● **EXERCISE TASK**
Entries follow. Set all of them down as they stand.

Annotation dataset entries
⁂

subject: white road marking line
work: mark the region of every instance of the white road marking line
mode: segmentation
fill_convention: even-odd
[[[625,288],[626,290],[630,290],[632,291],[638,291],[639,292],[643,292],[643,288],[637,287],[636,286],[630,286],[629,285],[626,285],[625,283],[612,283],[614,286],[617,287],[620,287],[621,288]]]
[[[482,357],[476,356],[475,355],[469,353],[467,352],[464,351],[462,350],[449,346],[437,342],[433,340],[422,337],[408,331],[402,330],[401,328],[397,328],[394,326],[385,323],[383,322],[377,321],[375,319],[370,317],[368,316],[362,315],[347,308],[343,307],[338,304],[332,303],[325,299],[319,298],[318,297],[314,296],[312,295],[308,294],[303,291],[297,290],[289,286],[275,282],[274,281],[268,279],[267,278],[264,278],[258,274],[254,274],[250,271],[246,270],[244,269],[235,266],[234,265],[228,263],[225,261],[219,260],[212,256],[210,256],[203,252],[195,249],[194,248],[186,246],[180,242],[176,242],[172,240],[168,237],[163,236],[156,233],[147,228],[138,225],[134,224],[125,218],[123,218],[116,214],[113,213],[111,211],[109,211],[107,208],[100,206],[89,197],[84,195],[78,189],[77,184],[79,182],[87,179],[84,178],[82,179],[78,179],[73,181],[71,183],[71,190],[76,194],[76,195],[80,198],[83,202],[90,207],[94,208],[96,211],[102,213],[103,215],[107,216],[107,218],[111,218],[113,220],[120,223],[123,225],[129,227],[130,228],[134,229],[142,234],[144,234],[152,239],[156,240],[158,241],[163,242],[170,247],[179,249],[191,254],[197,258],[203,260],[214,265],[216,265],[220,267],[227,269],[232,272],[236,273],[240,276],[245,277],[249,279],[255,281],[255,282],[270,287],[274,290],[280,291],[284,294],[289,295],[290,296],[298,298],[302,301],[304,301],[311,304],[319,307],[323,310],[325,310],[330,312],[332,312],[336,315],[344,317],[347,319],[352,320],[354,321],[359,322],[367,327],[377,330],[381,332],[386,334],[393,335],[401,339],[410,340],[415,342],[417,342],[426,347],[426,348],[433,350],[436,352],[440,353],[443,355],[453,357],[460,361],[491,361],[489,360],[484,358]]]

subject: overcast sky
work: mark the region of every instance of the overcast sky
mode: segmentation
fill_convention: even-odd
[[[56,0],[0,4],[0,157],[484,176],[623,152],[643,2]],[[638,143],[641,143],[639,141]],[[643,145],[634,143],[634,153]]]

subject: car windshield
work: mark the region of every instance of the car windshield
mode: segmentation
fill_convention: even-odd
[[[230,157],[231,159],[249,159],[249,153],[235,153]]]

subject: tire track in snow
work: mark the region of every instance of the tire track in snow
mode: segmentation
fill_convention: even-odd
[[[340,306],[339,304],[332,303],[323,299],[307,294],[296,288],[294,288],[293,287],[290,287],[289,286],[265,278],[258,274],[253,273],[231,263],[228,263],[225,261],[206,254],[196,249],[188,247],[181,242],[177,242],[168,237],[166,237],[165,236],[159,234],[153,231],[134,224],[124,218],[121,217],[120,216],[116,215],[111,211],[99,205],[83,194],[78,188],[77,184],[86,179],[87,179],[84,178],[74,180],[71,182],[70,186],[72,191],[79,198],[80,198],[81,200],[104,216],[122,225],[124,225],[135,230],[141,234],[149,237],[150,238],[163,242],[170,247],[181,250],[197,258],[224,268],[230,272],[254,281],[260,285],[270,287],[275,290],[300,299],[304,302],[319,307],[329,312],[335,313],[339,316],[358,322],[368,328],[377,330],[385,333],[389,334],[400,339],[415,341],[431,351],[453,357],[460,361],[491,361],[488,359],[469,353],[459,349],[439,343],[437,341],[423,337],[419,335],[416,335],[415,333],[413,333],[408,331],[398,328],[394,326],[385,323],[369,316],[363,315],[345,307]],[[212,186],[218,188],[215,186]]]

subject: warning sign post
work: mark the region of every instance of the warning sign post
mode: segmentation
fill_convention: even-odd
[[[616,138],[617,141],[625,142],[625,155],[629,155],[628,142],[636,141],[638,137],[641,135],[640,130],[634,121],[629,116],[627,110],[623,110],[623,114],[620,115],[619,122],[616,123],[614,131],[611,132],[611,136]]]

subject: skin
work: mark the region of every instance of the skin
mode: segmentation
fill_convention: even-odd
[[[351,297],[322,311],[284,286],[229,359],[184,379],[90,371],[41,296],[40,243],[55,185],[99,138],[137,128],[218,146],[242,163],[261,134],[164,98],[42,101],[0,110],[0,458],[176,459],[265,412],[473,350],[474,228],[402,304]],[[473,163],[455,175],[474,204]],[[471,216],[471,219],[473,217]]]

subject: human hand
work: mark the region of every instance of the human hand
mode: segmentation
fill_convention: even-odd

⁂

● **RESPONSE TO THIS TASK**
subject: white road marking line
work: mark the region of every instance of the white road marking line
mode: segmentation
fill_convention: even-odd
[[[625,288],[626,290],[630,290],[632,291],[638,291],[639,292],[643,292],[643,288],[637,287],[636,286],[630,286],[629,285],[626,285],[625,283],[612,283],[614,286],[617,287],[620,287],[621,288]]]
[[[482,357],[476,356],[475,355],[469,353],[467,352],[464,351],[462,350],[449,346],[437,342],[433,340],[422,337],[408,331],[402,330],[401,328],[397,328],[394,326],[385,323],[383,322],[377,321],[375,319],[370,317],[368,316],[362,315],[347,308],[343,307],[338,304],[332,303],[325,299],[319,298],[318,297],[314,296],[312,295],[308,294],[303,291],[297,290],[289,286],[275,282],[274,281],[268,279],[267,278],[264,278],[258,274],[254,274],[250,271],[246,270],[244,269],[235,266],[234,265],[228,263],[225,261],[219,260],[212,256],[210,256],[203,252],[195,249],[194,248],[186,246],[180,242],[176,242],[172,240],[168,237],[163,236],[156,233],[147,228],[138,225],[134,224],[125,218],[123,218],[116,214],[113,213],[111,211],[109,211],[107,208],[100,206],[89,197],[84,195],[78,189],[77,184],[79,182],[87,179],[84,178],[82,179],[78,179],[73,181],[71,183],[71,190],[76,194],[76,195],[80,198],[83,202],[90,207],[94,208],[96,211],[102,213],[103,215],[107,216],[107,218],[111,218],[113,220],[120,223],[123,225],[129,227],[130,228],[134,229],[142,234],[144,234],[152,239],[156,240],[158,241],[163,242],[170,247],[179,249],[191,254],[197,258],[203,260],[214,265],[216,265],[220,267],[227,269],[232,272],[236,273],[240,276],[245,277],[249,279],[255,281],[255,282],[270,287],[274,290],[280,291],[284,294],[289,295],[290,296],[298,298],[302,301],[304,301],[311,304],[319,307],[323,310],[325,310],[330,312],[332,312],[336,315],[344,317],[347,319],[352,320],[354,321],[359,322],[367,327],[377,330],[381,332],[386,334],[393,335],[401,339],[410,340],[415,342],[417,342],[426,347],[426,348],[433,350],[436,352],[440,353],[443,355],[453,357],[460,361],[491,361],[489,360],[484,358]]]

subject: overcast sky
work: mark the region of every instance of the overcast sky
mode: segmentation
fill_convention: even-odd
[[[56,0],[0,4],[0,157],[484,176],[623,152],[643,2]],[[638,143],[641,143],[639,141]],[[643,145],[634,143],[634,153]]]

subject: car windshield
work: mark the region of every instance of the car windshield
mode: segmentation
fill_convention: even-odd
[[[230,157],[231,159],[249,159],[249,153],[235,153]]]

subject: tire track in snow
work: mark the region of every instance of the tire track in snow
mode: segmentation
fill_convention: even-odd
[[[340,306],[339,304],[332,303],[323,299],[307,294],[296,288],[294,288],[293,287],[290,287],[289,286],[265,278],[258,274],[253,273],[231,263],[228,263],[225,261],[206,254],[196,249],[188,247],[181,242],[177,242],[168,237],[166,237],[165,236],[159,234],[153,231],[134,224],[124,218],[121,217],[120,216],[116,215],[111,211],[99,205],[83,194],[78,188],[77,184],[86,179],[87,179],[84,178],[74,180],[71,182],[70,186],[72,191],[79,198],[80,198],[81,200],[104,216],[122,225],[124,225],[135,230],[141,234],[149,237],[150,238],[163,242],[170,247],[181,250],[197,258],[224,268],[230,272],[254,281],[260,285],[270,287],[275,290],[300,299],[304,302],[319,307],[329,312],[335,313],[339,316],[358,322],[368,328],[377,330],[385,333],[389,334],[400,339],[415,341],[431,351],[453,357],[460,361],[491,361],[488,359],[469,353],[459,349],[439,343],[437,341],[423,337],[419,335],[416,335],[415,333],[413,333],[408,331],[398,328],[394,326],[385,323],[369,316],[363,315],[345,307]],[[212,186],[218,188],[215,186]]]

subject: warning sign post
work: mark the region of every instance of the warning sign post
mode: segmentation
fill_convention: even-odd
[[[616,138],[617,141],[625,142],[625,155],[629,155],[628,142],[636,141],[638,137],[641,135],[640,130],[634,121],[629,116],[627,110],[623,110],[623,114],[620,115],[619,122],[616,123],[614,131],[611,132],[611,136]]]

subject: skin
work: mark the region of every instance of the skin
mode: segmentation
fill_convention: even-odd
[[[351,297],[322,311],[284,286],[229,359],[184,379],[90,371],[41,296],[40,243],[55,185],[99,138],[137,128],[218,146],[242,163],[261,134],[164,98],[42,101],[0,110],[0,458],[176,459],[265,412],[473,350],[474,228],[402,304]],[[473,163],[455,175],[474,204]],[[471,216],[471,219],[473,217]]]

subject: human hand
work: mark the region of every instance of the human hand
mode: segmentation
fill_convention: even-odd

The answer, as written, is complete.